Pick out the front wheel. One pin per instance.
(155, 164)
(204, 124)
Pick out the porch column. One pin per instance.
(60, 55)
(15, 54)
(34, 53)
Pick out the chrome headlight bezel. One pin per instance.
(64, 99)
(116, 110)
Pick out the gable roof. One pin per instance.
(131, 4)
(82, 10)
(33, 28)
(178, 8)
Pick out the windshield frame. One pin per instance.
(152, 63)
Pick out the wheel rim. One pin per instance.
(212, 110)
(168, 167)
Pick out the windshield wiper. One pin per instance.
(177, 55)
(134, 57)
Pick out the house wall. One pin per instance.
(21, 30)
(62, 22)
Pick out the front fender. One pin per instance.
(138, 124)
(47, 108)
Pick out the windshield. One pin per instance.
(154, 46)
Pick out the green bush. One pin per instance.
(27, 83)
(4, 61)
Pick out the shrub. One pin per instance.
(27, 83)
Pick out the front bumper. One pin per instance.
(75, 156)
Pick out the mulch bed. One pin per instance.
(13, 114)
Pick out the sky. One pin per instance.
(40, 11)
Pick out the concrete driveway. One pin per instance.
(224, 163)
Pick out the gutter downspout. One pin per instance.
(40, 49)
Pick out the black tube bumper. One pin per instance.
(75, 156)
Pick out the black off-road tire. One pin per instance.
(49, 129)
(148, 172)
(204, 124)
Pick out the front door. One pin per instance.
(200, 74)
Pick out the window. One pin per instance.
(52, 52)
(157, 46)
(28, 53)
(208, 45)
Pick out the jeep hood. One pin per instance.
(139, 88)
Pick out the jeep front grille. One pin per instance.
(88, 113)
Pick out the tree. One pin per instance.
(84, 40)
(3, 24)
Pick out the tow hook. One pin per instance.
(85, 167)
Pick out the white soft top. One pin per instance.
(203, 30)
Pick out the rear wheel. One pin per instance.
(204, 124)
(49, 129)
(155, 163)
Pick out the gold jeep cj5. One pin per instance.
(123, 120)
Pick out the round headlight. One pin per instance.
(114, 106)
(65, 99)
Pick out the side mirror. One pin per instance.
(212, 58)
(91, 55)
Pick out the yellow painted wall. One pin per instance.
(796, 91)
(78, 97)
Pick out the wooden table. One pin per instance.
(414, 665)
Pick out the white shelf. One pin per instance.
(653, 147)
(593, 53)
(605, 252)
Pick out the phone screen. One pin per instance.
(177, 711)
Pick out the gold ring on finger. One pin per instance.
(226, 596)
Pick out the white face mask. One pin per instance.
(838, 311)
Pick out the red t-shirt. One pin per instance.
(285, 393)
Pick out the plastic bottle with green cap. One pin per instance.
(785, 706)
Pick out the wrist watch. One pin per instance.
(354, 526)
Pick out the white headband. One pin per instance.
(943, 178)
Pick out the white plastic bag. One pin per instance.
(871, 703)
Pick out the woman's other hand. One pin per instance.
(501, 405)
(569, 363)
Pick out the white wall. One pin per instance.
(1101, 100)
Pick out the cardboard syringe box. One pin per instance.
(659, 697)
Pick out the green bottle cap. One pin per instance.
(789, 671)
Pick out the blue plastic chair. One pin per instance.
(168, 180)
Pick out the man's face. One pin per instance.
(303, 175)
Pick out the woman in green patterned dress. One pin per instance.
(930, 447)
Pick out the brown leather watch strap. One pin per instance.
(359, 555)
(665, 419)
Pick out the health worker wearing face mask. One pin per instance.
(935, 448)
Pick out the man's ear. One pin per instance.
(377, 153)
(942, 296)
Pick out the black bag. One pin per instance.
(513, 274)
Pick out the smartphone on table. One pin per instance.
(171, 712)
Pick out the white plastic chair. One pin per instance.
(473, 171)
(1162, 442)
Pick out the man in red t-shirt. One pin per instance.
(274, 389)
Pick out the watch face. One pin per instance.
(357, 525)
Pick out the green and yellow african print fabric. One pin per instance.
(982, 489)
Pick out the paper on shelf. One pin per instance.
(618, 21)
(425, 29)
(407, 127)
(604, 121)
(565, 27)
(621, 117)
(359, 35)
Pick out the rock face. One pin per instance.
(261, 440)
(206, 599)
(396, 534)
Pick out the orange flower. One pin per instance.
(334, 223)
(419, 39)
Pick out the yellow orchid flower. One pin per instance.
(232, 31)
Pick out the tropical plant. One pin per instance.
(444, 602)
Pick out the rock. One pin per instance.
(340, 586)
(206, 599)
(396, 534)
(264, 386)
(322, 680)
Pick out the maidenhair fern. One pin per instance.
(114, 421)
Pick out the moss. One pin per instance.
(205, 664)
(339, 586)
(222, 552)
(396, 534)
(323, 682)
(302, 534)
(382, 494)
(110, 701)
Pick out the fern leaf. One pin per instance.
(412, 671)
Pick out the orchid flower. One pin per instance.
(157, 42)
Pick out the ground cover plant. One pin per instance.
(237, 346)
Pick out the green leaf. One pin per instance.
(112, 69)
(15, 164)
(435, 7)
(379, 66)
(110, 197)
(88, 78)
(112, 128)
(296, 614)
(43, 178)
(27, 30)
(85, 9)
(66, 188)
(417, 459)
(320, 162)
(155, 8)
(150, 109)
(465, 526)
══════════
## Task prompt
Copy out, word for word, the part of the material above that opens with the line containing "Pick out the man's ear. One pin per instance." and closes with its final line, both ends included.

## Task output
Pick out the man's ear. One pin per instance.
(377, 153)
(942, 296)
Pick out the black bag. One pin per instance.
(513, 274)
Pick out the smartphone on table. One pin per instance.
(171, 712)
Pick out the white plastic chair. One pin per instance.
(473, 171)
(1162, 442)
Pick out the man in red t-shirt. One pin per instance.
(274, 389)
Pick out the watch face. One pin per instance.
(357, 525)
Pick out the green and yellow african print fabric. One pin per instance.
(982, 489)
Pick out the paper on shelf. One pin per instance.
(618, 21)
(425, 29)
(407, 127)
(604, 121)
(565, 27)
(621, 117)
(359, 35)
Pick out the rock face. One pin per instance.
(261, 440)
(206, 599)
(396, 534)
Pick out the orange flower. One pin per instance.
(334, 223)
(419, 39)
Pick out the yellow orchid flower. One pin per instance.
(232, 31)
Pick out the tropical plant. One pin per instance.
(444, 602)
Pick out the rock. One pin per instance.
(340, 586)
(206, 599)
(396, 534)
(264, 386)
(322, 680)
Pick out the maidenhair fern. One pin per instance.
(114, 421)
Pick out the moss. One pin per instance.
(205, 664)
(339, 586)
(222, 552)
(396, 534)
(323, 682)
(302, 534)
(382, 494)
(110, 701)
Pick out the fern leaf. One pin per instance.
(412, 671)
Pick out the orchid flower. One pin per instance.
(157, 42)
Pick out the ground cover plant. One pin per instance.
(237, 346)
Pick out the green leaf. One pin per instance.
(112, 69)
(15, 164)
(435, 7)
(379, 66)
(110, 197)
(88, 78)
(112, 128)
(296, 614)
(43, 178)
(27, 30)
(85, 9)
(66, 188)
(417, 459)
(320, 162)
(155, 8)
(150, 109)
(465, 526)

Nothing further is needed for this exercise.